[Dataset items]
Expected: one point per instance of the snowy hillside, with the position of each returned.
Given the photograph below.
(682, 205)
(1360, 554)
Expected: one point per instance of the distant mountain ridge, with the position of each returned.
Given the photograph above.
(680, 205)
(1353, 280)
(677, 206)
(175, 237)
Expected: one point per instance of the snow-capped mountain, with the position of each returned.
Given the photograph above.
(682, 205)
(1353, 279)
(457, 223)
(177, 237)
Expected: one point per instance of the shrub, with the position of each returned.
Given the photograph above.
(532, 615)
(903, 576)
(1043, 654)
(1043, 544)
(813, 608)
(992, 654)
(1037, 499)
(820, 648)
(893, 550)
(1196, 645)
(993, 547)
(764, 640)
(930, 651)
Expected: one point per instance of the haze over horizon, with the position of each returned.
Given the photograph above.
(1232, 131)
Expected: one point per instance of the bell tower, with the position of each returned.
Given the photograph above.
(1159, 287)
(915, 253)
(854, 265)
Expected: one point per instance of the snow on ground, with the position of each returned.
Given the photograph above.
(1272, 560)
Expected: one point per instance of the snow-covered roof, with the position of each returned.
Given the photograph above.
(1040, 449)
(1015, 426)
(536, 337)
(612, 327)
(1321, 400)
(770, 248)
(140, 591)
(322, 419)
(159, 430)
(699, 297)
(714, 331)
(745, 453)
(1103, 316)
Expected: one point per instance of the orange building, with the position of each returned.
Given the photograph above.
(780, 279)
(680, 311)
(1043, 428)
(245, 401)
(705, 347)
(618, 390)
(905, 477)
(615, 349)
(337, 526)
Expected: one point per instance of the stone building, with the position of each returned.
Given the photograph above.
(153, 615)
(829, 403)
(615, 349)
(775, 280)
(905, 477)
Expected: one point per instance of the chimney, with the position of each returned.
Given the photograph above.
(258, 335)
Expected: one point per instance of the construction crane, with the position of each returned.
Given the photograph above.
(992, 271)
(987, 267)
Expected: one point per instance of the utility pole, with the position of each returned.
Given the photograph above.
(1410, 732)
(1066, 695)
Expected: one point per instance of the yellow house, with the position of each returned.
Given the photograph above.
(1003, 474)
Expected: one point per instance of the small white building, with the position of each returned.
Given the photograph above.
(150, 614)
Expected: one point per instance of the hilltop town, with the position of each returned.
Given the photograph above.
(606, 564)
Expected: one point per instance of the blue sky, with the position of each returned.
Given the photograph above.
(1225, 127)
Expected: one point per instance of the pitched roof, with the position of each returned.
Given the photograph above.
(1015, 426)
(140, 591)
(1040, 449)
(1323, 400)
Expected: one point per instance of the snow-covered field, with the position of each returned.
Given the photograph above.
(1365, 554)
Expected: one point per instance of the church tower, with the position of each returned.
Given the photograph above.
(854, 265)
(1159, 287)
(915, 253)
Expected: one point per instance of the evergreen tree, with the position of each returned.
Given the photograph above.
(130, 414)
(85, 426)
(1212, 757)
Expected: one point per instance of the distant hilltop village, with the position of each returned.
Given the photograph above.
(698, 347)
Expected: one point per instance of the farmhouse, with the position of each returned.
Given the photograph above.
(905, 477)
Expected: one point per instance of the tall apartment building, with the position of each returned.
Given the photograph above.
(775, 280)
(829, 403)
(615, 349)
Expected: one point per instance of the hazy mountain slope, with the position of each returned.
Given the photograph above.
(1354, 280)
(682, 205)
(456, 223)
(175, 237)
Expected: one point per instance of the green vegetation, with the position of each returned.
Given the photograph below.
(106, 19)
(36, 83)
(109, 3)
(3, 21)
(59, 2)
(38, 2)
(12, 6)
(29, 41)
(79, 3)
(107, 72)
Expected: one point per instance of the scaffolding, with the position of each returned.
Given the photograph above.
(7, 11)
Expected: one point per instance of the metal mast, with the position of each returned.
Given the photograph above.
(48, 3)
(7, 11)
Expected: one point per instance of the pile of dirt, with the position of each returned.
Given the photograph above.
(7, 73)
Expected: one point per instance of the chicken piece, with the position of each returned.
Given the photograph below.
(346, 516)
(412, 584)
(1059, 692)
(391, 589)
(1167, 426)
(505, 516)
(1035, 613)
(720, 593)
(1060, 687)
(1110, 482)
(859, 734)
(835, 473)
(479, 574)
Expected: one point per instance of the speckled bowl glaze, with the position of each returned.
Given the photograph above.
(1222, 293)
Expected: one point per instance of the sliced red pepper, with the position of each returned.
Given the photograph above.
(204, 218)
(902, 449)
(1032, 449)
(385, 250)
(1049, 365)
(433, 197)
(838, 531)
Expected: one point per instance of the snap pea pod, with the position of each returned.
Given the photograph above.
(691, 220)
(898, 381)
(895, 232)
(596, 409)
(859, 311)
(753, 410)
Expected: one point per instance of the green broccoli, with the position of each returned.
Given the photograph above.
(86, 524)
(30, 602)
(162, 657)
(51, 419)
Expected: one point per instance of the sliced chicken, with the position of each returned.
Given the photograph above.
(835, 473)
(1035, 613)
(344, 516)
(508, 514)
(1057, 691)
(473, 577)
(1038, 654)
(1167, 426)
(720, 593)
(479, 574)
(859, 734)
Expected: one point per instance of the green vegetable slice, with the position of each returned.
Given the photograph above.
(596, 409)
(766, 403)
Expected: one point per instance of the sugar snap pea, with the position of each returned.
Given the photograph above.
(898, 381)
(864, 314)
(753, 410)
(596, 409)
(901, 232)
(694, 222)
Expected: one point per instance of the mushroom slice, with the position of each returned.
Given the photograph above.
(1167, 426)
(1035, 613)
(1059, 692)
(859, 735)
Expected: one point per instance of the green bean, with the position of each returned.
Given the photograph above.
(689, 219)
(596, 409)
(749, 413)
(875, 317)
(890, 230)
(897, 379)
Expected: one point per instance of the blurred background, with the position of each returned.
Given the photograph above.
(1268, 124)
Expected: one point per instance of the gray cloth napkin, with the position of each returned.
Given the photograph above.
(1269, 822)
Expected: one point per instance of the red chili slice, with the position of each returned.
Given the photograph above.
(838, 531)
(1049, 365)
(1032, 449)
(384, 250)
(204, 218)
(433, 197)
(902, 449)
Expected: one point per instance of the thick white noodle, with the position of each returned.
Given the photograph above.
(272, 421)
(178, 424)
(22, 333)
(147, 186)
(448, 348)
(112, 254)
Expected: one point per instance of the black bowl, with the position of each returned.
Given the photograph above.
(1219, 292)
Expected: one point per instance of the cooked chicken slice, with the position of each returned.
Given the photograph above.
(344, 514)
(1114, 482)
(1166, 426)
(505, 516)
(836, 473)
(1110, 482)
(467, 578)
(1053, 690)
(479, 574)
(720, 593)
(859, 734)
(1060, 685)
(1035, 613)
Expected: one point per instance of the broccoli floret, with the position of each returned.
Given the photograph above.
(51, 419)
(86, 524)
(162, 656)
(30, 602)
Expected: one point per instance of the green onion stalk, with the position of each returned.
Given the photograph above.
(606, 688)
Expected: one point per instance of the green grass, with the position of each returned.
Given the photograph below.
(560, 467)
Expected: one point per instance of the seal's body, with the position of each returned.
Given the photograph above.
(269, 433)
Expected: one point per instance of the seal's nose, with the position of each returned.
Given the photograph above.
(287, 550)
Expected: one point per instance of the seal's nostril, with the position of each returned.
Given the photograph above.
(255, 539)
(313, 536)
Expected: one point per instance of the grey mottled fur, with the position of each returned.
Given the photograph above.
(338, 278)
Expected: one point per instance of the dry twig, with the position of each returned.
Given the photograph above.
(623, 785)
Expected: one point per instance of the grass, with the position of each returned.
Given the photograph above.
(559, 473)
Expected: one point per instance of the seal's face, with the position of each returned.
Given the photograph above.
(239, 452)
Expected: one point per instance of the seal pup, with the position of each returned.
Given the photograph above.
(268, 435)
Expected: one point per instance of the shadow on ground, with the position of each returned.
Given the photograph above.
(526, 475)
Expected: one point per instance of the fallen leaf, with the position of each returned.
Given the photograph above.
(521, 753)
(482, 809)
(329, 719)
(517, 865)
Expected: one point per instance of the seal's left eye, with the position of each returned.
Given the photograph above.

-- TASK REQUIREMENTS --
Extract the lines above from the one containing "Expected: one point per instance of the seal pup, with" to the last line, both included, exactly as written.

-- SOLUTION --
Expected: one point per instance of the seal pup, with the position of each returned.
Given the photograph above.
(268, 435)
Expected: one point per instance of the shadow on ground, with the position of each returned.
Given the photograph above.
(526, 475)
Expected: one point per instance of the fallen leaf, with the position of each returned.
Given the photograph above.
(521, 753)
(482, 809)
(329, 719)
(517, 865)
Expected: one point per instance of the seal's left eye, with the position of each returned.
Given the photograph above.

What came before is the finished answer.